— start of Supplied records —

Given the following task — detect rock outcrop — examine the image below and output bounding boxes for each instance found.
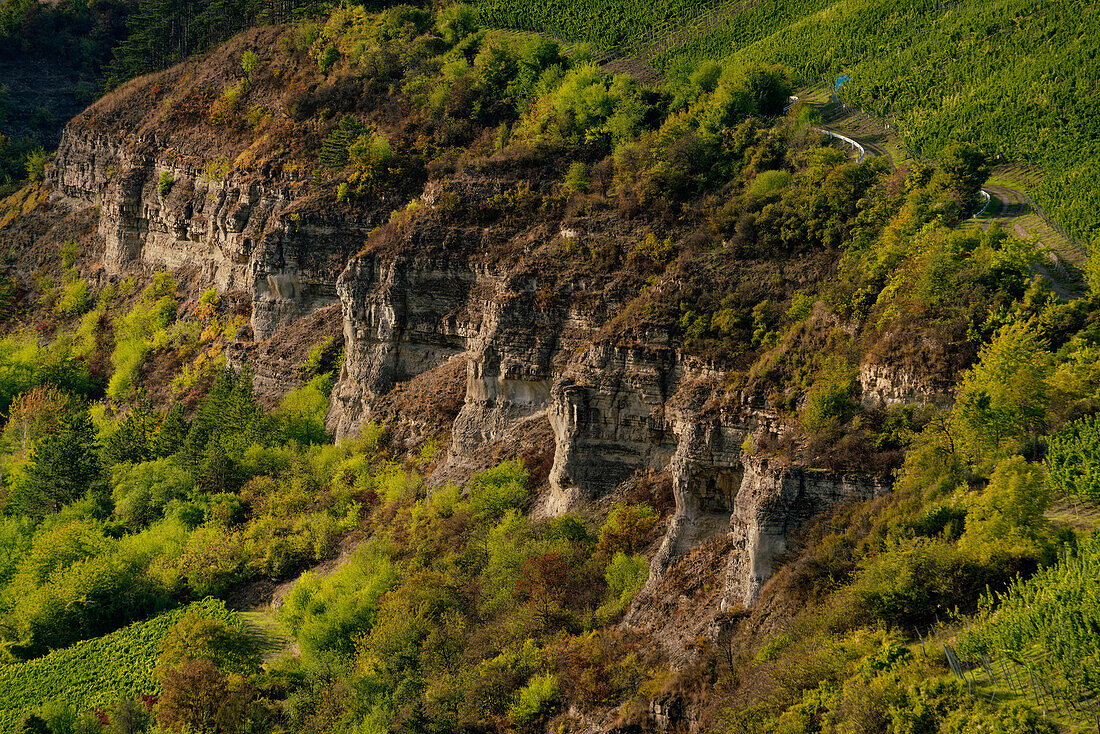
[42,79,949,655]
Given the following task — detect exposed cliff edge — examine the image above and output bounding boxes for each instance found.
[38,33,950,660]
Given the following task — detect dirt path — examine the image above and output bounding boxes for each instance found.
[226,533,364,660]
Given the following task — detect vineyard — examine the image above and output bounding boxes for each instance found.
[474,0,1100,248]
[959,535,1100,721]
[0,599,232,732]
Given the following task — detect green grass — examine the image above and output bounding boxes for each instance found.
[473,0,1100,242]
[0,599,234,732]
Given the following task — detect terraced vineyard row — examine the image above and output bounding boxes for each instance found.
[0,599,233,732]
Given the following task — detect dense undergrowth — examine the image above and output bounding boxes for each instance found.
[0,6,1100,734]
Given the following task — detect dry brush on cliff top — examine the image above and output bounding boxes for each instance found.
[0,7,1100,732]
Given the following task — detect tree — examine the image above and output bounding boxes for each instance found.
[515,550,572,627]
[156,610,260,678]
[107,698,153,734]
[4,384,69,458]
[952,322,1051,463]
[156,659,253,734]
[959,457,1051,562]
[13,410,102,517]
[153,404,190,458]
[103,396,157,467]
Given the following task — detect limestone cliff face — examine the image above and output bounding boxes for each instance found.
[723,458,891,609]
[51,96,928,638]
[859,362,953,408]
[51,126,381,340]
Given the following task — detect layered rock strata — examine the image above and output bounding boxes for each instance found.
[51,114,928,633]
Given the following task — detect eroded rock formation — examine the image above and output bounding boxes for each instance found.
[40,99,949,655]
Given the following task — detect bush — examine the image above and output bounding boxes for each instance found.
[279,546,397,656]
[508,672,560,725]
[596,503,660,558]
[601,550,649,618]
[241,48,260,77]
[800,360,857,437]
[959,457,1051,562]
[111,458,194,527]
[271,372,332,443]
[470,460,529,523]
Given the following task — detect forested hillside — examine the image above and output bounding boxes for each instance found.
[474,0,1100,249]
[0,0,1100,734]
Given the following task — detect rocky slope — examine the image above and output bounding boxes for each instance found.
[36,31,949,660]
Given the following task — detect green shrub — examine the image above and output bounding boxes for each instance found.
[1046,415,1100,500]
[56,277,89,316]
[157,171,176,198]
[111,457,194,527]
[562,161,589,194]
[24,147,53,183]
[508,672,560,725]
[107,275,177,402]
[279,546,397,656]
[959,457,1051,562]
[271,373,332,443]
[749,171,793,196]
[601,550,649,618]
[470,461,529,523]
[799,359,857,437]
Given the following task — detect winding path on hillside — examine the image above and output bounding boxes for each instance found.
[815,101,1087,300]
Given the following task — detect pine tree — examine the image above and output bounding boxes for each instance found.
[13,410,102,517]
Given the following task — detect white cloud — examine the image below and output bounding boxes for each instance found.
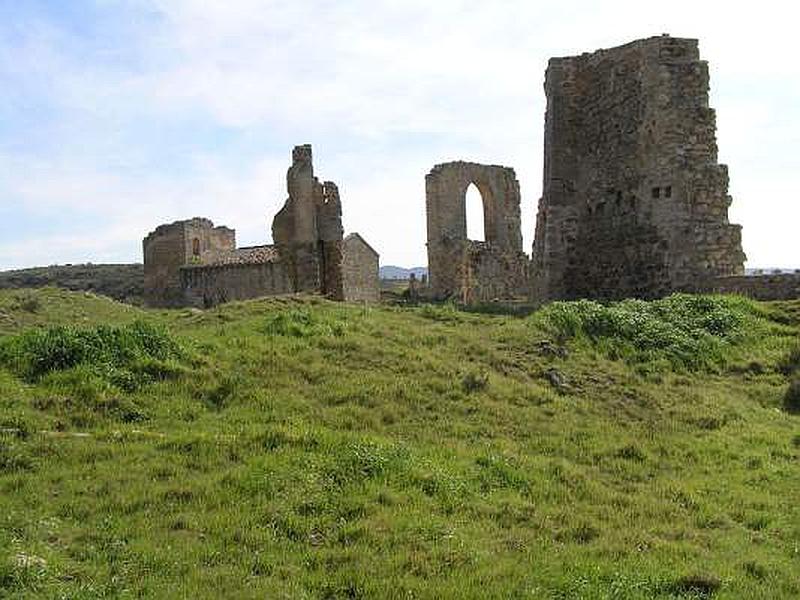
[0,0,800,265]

— end of Supplied records —

Aim of the task:
Write out the material word for word, starting at the line that contains "Given the following task — detect dense" and ending with the line that contains "[103,396,157,467]".

Answer in full:
Given the following task — detect dense undergrowth — examine the image above and output bounding boxes for each instance found.
[0,6,1100,734]
Given the following task — detect dry brush on cliff top — examine the image above and output bounding boxes for each instance found.
[0,7,1100,732]
Given the following task — detect tree — examine the image above and output bounding boxes for each instance found.
[515,550,572,627]
[156,610,260,678]
[107,698,153,734]
[4,384,69,458]
[952,322,1051,463]
[156,659,253,734]
[959,457,1051,562]
[13,410,102,517]
[153,404,190,458]
[103,396,157,467]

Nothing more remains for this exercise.